— START TEXT EXCERPT —
In an embodiment, the determining the second position of the power input component at the second moment according to the first position of the power input component of the exercise equipment at the first moment includes:

• • generating a motion state function during the rotation of the power input component according to a motion parameter of the exercise equipment; and
  • determining the second position of the power input component at the next moment according to the first position of the power input component at the first moment and the motion state function.

In an embodiment, the determining the second current according to the position of the power input component includes:

• • determining a second target resistance corresponding to the position of the power input component according to a preset target resistance variation curve of the generator; and
  • calculating the second current according to the second target resistance.

In an embodiment, the determining the second target resistance corresponding to the position of the power input component according to the preset target resistance variation curve of the generator includes:

• • obtaining a motion parameter of the power input component, and determining the target resistance variation curve according to the motion parameter; and
  • determining the second target resistance corresponding to the position of the power input component according to the target resistance variation curve.

In an embodiment, the determining the second current according to the position of the power input component includes:

• • obtaining a motion parameter of the power input component;
  • determining a second target resistance corresponding to the position of the power input component according to a preset mapping relationship between the motion parameter and torque; and
  • calculating the second current according to the second target resistance.

In an embodiment, the determining the target generation current based on the first current and the second current includes:

• • determining a sum of the first current and the second current as the target generation current.

In an embodiment, the adjusting the resistance of the power input component of the exercise equipment based on the target generation current includes:

• • controlling a magnetic flux of the generator based on the target generation current to adjust the resistance of the power input component of the exercise equipment, wherein the generator is an excitation generator; or
  • adjusting a load current of the generator based on the target generation current to adjust the resistance of the power input component of the exercise equipment, wherein the generator is a permanent magnet generator.
— END TEXT EXCERPT —
— START SUPPLIED INFORMATION —
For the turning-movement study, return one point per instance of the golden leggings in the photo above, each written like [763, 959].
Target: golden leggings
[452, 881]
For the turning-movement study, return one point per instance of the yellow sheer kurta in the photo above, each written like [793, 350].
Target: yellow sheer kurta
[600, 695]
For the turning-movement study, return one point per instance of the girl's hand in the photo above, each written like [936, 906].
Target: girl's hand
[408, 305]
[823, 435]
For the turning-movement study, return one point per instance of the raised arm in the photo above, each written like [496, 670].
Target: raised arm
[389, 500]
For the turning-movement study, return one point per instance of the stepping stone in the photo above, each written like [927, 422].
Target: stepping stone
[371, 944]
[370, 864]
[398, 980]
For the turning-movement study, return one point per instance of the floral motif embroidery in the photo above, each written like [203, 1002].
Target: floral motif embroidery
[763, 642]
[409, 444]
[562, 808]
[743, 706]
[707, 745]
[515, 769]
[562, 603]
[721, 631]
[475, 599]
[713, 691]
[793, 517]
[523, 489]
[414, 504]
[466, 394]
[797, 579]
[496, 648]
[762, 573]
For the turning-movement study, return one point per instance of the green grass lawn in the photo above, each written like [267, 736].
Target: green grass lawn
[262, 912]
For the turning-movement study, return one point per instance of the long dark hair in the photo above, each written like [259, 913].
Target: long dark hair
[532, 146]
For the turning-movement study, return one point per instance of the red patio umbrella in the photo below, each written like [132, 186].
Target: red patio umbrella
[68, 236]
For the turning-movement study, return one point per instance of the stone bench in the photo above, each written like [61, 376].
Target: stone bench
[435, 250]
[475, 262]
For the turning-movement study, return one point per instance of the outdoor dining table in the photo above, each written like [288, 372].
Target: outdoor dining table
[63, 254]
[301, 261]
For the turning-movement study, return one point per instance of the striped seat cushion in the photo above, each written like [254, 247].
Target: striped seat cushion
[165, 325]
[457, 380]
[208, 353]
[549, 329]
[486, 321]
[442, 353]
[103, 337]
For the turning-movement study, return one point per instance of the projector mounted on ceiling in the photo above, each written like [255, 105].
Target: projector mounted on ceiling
— END SUPPLIED INFORMATION —
• **INSTRUCTIONS FOR THE TASK**
According to the exercise equipment text, how is the target generation current determined from the first current and the second current?

• **EXPECTED OUTPUT**
The target generation current is the sum of the first current and the second current.